Work instructions
Nothing but the lines below from the first through the one with "Which region of this screenshot contains the shiny" should appear, printed exactly; please leave pictures out.

[Referring expression grounding data]
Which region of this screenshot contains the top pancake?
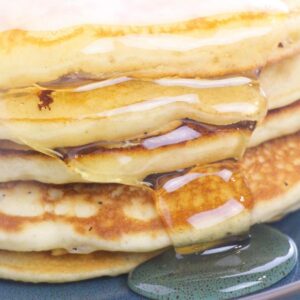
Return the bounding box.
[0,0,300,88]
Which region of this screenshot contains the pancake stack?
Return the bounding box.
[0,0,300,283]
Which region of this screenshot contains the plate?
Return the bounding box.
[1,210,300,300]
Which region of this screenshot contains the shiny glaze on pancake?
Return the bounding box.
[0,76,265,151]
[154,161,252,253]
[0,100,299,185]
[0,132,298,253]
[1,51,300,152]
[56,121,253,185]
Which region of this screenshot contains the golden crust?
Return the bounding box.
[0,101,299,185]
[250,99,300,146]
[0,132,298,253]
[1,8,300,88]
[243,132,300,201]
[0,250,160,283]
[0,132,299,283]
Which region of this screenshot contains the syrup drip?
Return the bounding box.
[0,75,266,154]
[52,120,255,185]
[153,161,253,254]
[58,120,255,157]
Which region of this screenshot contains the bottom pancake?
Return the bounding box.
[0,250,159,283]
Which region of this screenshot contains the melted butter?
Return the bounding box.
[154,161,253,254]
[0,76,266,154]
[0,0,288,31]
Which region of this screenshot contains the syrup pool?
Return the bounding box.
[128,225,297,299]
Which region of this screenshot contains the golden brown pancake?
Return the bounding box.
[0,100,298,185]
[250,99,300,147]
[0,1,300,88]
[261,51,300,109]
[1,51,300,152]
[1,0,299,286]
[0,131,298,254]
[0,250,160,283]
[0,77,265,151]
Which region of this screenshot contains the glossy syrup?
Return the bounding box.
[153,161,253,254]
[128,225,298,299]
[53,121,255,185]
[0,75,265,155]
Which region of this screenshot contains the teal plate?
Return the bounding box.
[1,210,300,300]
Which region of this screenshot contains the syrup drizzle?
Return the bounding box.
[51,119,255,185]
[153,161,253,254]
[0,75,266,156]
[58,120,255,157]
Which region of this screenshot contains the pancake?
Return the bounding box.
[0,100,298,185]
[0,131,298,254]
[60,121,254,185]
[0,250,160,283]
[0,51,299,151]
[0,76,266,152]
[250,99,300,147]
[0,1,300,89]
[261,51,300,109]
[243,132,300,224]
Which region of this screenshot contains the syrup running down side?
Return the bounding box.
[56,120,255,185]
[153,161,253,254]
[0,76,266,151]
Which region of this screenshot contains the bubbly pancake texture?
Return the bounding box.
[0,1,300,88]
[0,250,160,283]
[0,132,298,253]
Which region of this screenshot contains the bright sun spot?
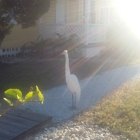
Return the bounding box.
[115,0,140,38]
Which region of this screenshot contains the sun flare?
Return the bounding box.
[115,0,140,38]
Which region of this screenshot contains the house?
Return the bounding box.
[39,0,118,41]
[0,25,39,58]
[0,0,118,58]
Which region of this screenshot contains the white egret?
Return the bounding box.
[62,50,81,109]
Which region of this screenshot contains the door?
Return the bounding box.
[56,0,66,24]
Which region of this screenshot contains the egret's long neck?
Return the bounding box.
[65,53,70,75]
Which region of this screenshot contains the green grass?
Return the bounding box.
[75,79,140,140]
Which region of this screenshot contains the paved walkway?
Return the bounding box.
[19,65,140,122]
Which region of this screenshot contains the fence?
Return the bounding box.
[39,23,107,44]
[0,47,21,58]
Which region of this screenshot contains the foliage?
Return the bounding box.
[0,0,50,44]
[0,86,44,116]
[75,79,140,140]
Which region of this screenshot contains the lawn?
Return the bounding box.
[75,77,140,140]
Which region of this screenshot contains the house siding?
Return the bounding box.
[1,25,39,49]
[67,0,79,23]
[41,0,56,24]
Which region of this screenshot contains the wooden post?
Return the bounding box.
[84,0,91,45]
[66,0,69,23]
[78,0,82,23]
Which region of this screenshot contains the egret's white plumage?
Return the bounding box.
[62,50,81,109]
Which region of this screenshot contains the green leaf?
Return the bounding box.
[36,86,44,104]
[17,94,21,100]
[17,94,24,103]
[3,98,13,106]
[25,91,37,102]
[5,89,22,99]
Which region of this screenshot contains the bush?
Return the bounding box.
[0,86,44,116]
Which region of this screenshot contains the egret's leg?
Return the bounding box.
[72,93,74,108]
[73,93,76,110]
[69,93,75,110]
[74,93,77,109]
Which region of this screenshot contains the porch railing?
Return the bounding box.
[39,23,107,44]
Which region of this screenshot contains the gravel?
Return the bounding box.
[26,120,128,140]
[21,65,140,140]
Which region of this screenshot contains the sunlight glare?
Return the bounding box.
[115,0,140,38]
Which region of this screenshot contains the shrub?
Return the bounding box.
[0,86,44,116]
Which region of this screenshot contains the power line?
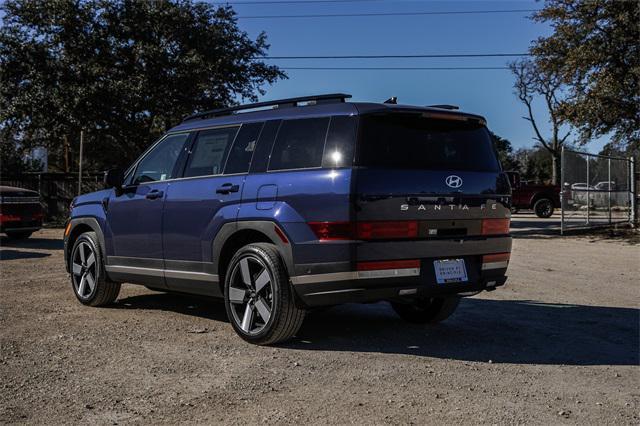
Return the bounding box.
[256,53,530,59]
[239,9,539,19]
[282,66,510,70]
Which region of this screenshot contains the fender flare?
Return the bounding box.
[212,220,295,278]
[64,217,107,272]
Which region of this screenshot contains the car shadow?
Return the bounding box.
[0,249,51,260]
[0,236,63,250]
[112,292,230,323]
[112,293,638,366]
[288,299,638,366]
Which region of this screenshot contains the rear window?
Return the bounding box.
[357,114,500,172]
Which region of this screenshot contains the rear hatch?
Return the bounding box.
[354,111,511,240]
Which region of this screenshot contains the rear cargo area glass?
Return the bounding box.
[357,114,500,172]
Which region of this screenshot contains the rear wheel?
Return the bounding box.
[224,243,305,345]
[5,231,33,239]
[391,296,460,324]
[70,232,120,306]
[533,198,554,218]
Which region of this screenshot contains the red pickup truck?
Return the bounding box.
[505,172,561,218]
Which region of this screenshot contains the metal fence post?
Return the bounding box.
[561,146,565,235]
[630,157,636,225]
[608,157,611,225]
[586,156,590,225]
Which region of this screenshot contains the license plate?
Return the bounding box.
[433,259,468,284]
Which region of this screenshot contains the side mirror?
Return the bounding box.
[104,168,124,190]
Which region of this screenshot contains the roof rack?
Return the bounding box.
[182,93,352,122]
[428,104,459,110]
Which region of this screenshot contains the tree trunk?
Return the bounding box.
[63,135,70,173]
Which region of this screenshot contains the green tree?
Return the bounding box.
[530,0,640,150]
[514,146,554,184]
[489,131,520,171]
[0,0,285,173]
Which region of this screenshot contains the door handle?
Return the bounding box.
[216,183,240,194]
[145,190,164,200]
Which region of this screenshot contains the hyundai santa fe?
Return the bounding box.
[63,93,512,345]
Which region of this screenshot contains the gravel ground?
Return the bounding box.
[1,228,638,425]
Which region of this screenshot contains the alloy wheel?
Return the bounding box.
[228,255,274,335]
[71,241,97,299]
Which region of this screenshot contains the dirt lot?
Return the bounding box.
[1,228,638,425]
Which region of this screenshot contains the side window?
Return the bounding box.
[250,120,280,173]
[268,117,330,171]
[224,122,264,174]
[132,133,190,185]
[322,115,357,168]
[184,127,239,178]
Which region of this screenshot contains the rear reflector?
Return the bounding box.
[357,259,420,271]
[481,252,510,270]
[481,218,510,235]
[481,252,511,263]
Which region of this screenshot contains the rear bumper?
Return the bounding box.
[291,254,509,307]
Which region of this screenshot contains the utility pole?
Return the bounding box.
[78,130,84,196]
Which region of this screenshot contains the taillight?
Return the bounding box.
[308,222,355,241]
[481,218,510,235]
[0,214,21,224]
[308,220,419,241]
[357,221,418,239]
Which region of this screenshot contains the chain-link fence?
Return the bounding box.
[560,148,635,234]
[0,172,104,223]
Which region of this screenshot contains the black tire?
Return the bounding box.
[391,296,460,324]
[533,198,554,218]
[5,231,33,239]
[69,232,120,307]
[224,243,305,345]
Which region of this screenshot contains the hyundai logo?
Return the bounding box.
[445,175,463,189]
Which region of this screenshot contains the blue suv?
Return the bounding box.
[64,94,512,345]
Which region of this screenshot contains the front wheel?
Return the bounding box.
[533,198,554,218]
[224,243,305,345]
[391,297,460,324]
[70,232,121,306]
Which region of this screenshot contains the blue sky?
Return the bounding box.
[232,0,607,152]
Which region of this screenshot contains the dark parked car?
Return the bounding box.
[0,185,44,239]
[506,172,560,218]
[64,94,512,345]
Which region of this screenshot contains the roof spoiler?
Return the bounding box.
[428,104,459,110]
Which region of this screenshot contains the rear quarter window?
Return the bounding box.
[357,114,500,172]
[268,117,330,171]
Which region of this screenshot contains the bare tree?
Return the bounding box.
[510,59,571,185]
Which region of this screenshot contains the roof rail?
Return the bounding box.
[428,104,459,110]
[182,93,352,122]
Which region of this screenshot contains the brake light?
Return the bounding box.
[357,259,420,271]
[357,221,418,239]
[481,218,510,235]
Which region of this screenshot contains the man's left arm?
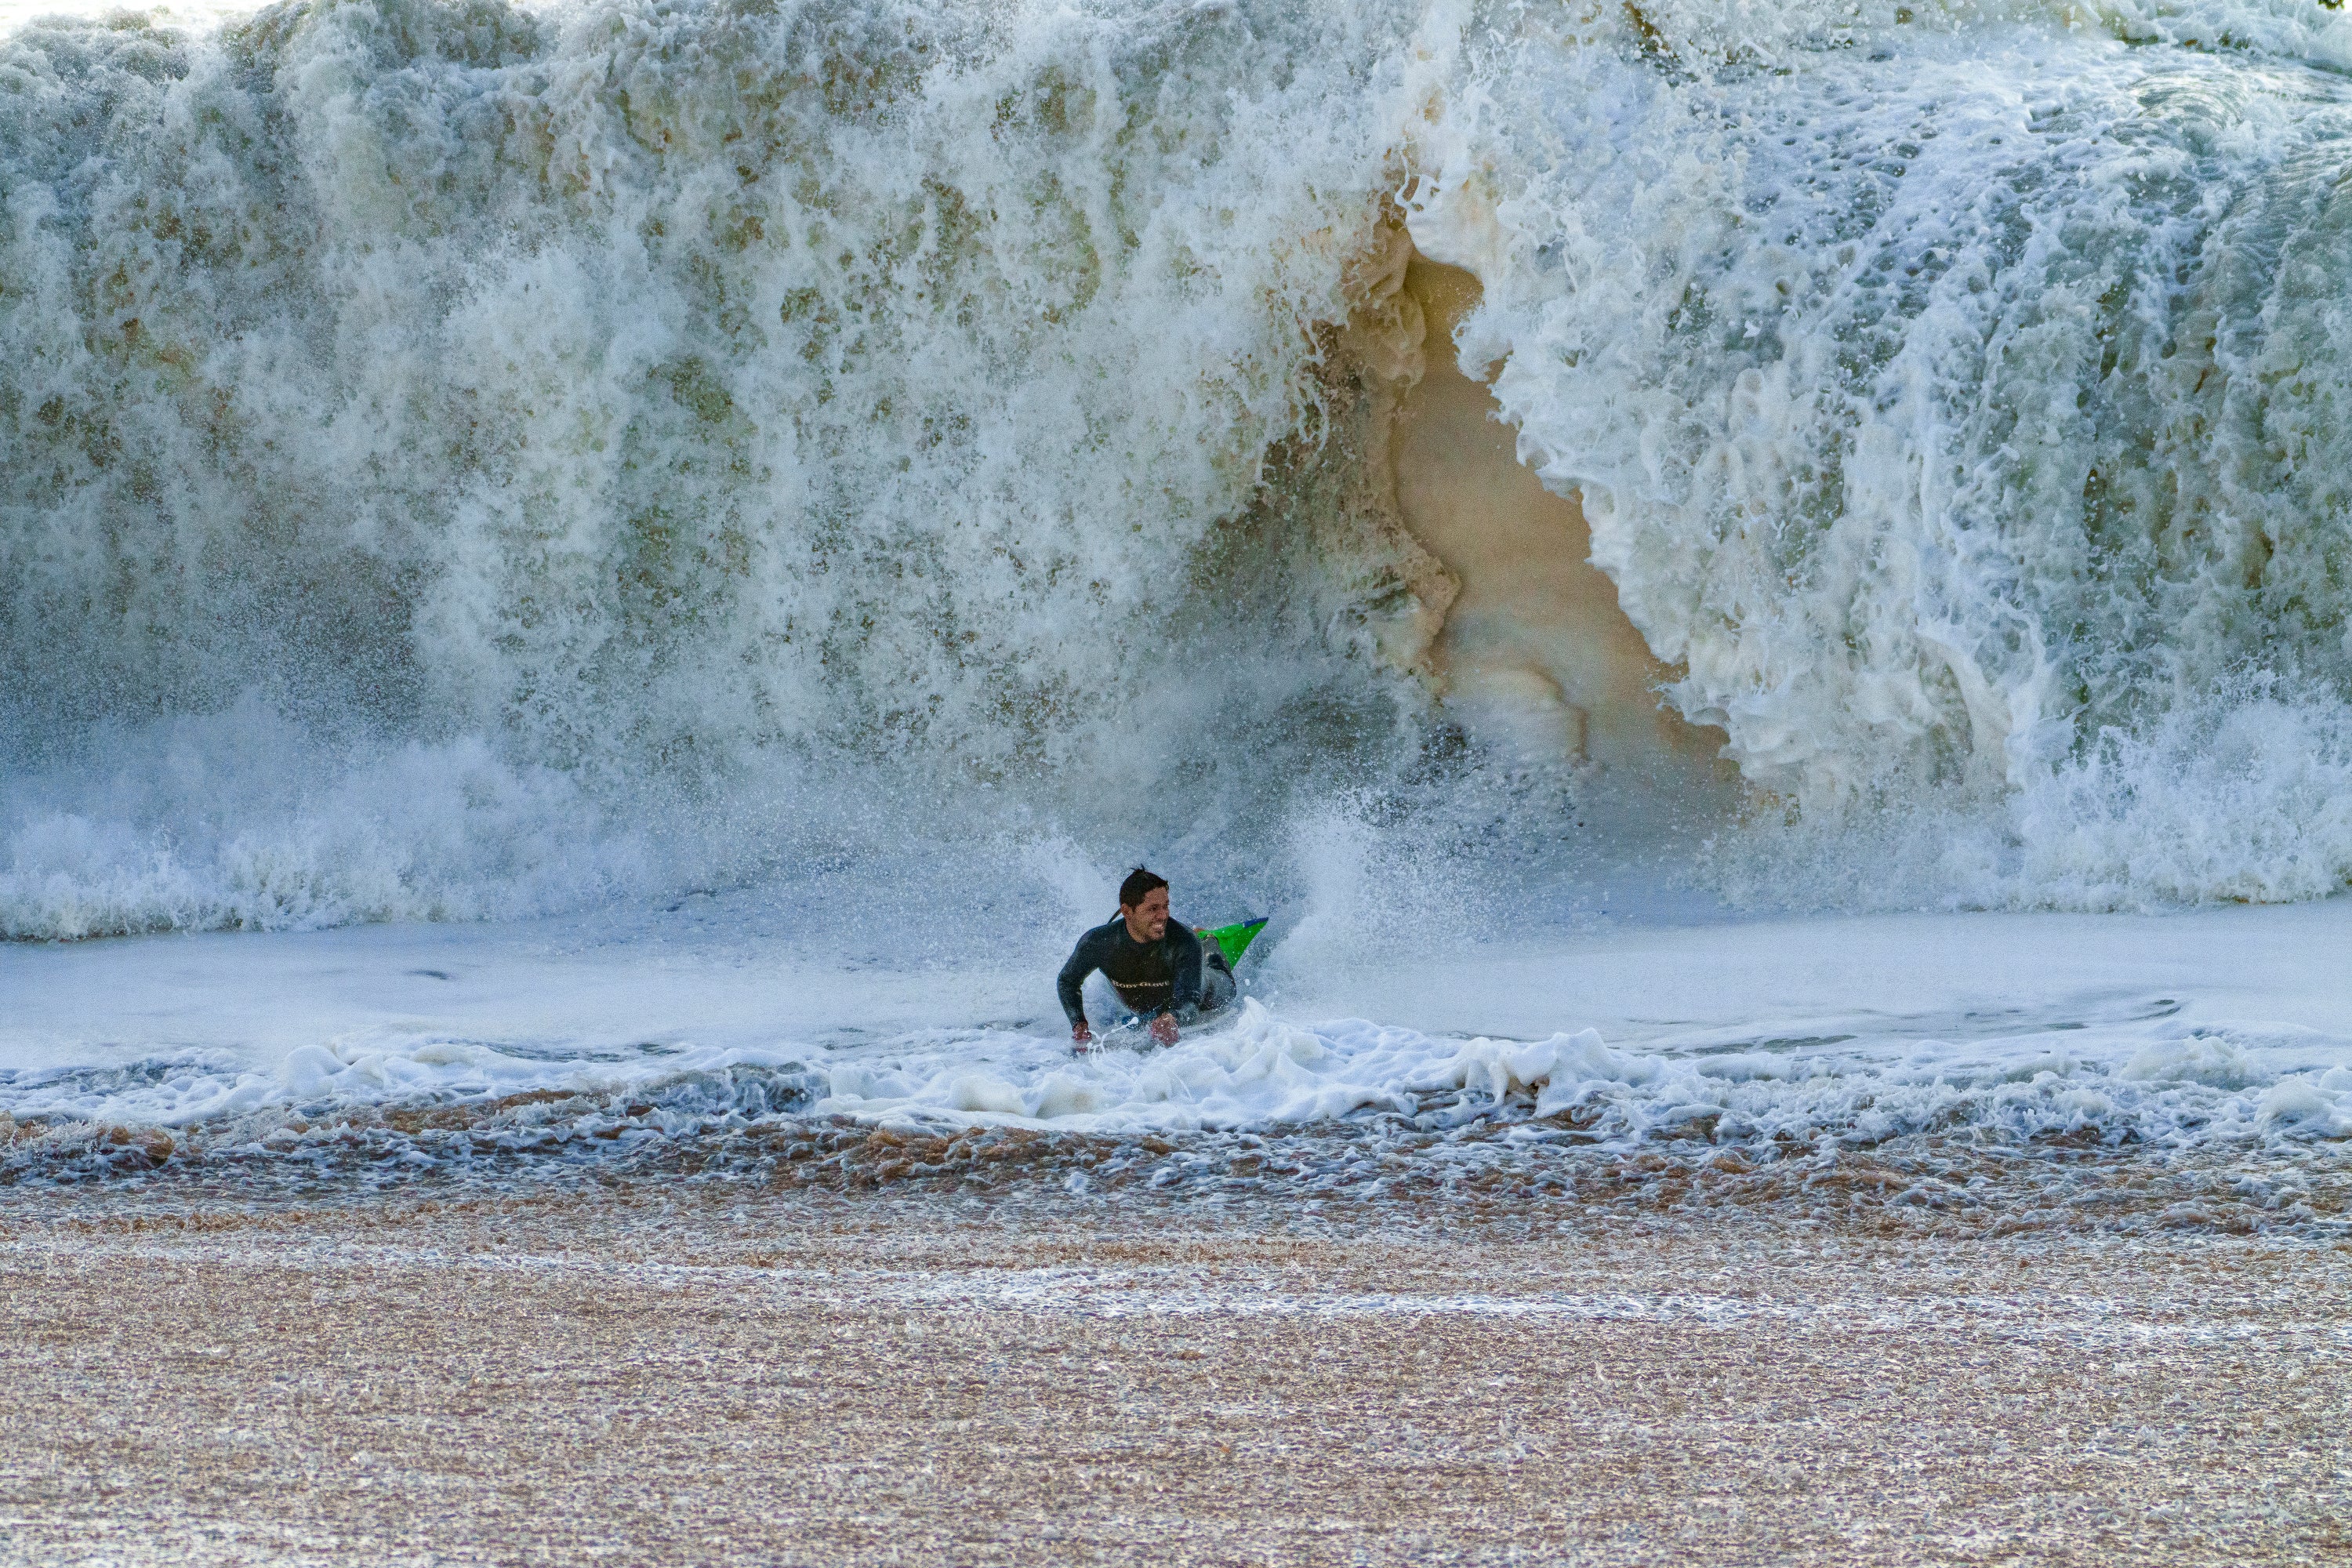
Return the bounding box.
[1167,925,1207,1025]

Result of this task
Which region of this screenshot contains the top pancake?
Return the bounding box.
[0,0,300,88]
Which region of this screenshot contains the pancake stack?
Return the bounding box.
[0,0,300,283]
Which region of this screenshot contains the plate?
Return the bounding box.
[1,210,300,300]
Which region of this screenshot contains the shiny glaze on pancake?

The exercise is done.